§ **About this task**: Scan the entries below for the string "vest" and copy every line where it turns up.

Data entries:
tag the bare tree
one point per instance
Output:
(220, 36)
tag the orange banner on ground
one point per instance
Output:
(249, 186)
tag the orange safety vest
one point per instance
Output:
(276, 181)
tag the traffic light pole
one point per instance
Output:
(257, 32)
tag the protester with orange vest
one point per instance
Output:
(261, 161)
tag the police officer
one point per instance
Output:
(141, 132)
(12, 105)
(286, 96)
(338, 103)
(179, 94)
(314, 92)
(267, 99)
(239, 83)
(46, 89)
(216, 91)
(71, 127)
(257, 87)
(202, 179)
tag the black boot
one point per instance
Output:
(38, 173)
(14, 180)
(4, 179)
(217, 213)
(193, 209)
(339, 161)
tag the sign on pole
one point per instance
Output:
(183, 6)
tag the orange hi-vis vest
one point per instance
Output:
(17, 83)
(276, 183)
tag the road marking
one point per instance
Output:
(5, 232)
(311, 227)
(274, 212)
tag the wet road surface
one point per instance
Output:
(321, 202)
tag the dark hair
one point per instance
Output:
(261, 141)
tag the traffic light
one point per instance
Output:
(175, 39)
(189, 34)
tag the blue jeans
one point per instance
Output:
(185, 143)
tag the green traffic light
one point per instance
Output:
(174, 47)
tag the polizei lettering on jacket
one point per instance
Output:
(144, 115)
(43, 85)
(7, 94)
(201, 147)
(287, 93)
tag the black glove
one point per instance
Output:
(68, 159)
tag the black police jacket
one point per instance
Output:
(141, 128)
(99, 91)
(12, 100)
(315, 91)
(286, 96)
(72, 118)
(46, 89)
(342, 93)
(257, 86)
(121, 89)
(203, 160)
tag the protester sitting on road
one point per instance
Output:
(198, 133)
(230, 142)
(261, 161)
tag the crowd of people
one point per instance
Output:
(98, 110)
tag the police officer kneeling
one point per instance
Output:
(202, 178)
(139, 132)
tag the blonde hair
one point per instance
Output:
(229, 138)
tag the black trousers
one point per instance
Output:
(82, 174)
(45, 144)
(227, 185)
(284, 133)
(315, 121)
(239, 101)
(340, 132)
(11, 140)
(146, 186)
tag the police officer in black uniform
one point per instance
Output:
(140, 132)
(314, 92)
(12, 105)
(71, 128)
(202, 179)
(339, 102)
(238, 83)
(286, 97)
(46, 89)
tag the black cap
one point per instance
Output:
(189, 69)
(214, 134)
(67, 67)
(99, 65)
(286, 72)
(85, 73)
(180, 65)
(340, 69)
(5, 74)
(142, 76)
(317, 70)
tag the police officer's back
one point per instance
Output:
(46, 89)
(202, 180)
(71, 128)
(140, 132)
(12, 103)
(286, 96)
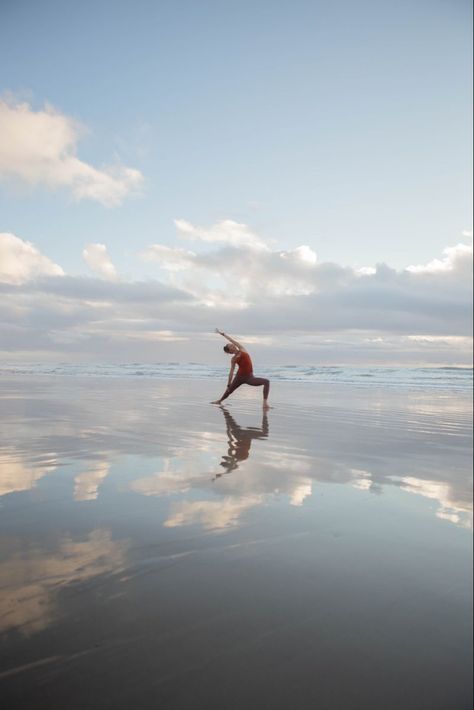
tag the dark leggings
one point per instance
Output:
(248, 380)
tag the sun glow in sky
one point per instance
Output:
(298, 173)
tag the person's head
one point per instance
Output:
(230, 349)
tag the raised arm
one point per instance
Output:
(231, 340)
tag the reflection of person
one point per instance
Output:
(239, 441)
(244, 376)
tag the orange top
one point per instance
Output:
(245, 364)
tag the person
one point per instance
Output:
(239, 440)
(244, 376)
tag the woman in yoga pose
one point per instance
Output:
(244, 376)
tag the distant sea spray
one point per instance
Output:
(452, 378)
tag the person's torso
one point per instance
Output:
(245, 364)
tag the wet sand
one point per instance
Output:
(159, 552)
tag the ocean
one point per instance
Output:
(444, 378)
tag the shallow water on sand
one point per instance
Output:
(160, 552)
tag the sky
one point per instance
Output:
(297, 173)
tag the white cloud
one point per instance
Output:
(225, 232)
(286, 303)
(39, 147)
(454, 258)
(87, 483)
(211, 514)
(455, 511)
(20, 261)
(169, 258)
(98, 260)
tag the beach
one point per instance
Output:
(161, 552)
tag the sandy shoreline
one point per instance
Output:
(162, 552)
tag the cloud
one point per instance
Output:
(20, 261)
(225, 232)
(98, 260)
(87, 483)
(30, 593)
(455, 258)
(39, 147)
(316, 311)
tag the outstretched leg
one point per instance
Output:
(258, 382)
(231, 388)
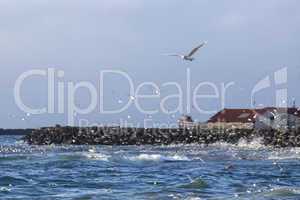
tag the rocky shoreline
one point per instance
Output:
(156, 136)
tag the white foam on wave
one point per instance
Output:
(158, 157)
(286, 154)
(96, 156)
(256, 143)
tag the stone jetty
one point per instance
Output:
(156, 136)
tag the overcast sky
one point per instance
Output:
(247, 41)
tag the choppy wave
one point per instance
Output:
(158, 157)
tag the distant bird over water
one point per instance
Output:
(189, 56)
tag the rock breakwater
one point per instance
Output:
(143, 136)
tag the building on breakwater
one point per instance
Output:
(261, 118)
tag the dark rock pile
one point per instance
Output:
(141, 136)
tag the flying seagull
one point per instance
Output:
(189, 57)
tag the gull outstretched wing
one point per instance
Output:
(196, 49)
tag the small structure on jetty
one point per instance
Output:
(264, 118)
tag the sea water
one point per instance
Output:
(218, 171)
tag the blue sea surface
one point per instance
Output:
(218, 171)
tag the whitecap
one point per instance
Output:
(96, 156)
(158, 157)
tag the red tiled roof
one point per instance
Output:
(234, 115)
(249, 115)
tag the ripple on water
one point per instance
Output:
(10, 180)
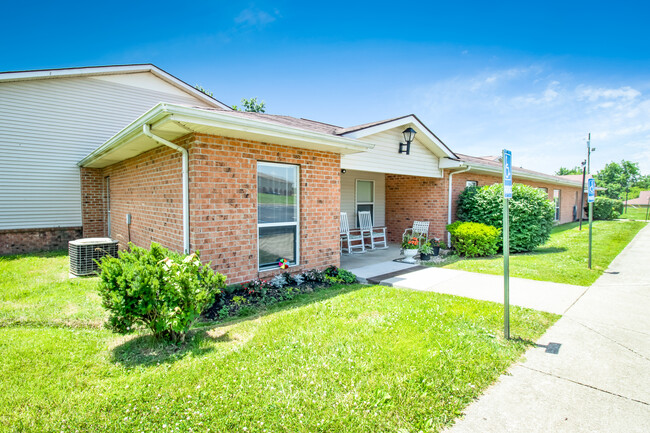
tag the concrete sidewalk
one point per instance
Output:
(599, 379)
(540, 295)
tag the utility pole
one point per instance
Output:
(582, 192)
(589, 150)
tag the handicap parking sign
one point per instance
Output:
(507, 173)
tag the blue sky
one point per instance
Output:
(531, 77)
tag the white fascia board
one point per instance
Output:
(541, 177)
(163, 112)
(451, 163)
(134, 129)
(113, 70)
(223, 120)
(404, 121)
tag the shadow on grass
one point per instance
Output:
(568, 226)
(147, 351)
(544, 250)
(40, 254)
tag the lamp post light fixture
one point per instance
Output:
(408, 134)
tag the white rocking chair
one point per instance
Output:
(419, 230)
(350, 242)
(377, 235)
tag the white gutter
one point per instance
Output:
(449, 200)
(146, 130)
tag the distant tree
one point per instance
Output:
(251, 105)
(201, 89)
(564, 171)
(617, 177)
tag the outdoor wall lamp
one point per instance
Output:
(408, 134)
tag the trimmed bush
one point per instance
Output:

§ **Response box**:
tag the orange safety vest
tag the protester with orange vest
tag the orange hi-vis vest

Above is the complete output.